[Datos almacenados]
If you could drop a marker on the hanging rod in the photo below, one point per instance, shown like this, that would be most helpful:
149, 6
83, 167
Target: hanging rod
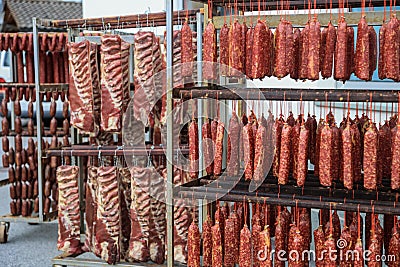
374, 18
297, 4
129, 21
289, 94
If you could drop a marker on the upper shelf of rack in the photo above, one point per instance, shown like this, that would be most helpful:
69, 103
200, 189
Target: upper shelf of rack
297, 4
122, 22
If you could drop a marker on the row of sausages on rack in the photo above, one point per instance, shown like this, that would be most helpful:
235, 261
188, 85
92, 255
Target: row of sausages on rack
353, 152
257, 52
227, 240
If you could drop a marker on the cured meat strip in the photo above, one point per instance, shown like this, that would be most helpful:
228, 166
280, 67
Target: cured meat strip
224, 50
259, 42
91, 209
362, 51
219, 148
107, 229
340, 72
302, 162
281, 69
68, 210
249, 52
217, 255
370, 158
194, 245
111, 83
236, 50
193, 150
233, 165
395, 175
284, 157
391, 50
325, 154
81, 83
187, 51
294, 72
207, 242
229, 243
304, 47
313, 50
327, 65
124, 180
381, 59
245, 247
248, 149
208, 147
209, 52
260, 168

--

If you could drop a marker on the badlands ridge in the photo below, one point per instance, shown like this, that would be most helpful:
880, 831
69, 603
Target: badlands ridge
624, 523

* * *

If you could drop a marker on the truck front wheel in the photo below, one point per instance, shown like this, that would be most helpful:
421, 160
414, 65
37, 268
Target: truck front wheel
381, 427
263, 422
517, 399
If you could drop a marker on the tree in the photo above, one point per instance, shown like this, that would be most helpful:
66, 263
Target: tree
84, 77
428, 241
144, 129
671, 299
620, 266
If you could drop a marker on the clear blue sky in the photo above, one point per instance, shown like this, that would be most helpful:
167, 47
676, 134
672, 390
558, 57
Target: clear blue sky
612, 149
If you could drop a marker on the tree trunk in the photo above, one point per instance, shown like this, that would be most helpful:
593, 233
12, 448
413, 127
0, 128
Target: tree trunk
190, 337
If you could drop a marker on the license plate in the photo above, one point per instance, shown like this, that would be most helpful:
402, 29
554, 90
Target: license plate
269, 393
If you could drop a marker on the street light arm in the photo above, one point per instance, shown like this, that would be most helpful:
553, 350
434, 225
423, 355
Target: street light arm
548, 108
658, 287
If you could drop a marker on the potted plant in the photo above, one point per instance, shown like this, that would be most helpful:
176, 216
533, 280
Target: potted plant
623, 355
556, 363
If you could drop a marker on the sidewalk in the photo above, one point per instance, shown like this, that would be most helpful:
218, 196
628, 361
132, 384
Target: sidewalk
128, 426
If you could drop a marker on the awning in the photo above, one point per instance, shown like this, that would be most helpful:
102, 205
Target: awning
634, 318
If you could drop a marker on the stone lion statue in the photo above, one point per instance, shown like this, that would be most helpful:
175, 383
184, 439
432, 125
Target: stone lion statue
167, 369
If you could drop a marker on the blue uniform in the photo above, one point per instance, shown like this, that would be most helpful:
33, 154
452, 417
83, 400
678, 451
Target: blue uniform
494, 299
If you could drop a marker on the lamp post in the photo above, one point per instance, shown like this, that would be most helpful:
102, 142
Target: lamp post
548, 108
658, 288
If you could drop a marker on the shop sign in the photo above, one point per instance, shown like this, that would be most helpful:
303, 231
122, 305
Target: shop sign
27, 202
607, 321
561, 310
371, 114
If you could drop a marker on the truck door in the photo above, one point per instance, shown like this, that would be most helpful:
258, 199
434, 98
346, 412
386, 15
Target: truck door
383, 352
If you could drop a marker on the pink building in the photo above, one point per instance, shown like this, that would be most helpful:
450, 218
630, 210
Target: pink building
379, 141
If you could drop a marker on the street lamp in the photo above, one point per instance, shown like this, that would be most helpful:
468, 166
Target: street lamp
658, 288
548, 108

# Objetivo de la tarea
Extrae cada línea de arriba que contenga la palabra "license". Distingue entre mayúsculas y minúsculas.

# El resultado
If you could drop a marker on the license plate in the photo above, one point per instance, shown like this, that would be most helpful:
Target: license plate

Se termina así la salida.